**STUDY MATERIAL:**

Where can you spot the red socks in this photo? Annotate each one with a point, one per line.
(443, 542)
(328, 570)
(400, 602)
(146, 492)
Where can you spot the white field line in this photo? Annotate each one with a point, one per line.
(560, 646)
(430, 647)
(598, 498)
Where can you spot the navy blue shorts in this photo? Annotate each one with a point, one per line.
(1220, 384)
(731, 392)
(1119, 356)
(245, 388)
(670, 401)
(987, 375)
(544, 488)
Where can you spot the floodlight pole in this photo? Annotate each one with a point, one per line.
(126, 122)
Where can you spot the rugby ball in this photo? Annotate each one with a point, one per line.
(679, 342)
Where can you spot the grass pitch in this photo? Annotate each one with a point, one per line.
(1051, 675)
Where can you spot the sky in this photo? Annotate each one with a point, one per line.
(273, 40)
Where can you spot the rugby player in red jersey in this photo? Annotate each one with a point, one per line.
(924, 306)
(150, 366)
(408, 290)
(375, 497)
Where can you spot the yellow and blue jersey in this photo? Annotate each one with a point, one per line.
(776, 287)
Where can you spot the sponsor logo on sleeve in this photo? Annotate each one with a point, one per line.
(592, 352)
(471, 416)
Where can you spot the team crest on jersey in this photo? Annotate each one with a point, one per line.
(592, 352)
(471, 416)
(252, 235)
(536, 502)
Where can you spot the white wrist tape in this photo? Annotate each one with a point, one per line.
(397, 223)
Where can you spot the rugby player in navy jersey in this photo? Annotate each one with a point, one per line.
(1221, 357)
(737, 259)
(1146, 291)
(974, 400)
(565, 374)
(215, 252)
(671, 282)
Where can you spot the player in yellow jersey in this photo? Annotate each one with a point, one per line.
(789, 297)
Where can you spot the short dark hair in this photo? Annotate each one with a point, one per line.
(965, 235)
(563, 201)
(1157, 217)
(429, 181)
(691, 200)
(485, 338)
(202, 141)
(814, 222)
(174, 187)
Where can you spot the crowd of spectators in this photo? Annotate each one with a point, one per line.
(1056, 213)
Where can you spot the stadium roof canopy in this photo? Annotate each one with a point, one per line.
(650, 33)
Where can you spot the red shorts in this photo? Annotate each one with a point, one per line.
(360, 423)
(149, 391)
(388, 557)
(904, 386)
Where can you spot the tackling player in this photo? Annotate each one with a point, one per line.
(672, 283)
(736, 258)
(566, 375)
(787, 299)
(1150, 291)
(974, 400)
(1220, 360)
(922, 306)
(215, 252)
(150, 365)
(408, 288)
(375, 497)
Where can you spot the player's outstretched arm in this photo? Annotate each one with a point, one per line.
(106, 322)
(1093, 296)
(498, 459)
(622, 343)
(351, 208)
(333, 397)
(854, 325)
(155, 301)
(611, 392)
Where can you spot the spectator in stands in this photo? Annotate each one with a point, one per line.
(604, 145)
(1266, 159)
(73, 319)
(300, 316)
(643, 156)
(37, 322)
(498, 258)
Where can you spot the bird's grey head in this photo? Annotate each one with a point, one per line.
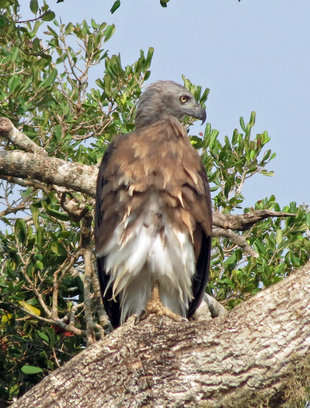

**PROMPT:** Your task is to retype the lines running from the one that contains "Where can you spot the player's" through the end of the records, and nothing else. Pictures are not part of the copy.

**ANSWER BOX:**
Where can you spot the player's outstretched arm in this photo? Annotate each one with a point, one per line.
(106, 322)
(1093, 296)
(498, 459)
(622, 343)
(351, 208)
(333, 397)
(854, 325)
(155, 301)
(611, 392)
Where can you spot the spectator in stands in this photo? Annotate each one with a point, one per line.
(604, 145)
(1266, 159)
(73, 319)
(300, 316)
(643, 156)
(37, 322)
(498, 258)
Where can you spot the bird's grey head in this photo? Annotate each one with a point, one per line.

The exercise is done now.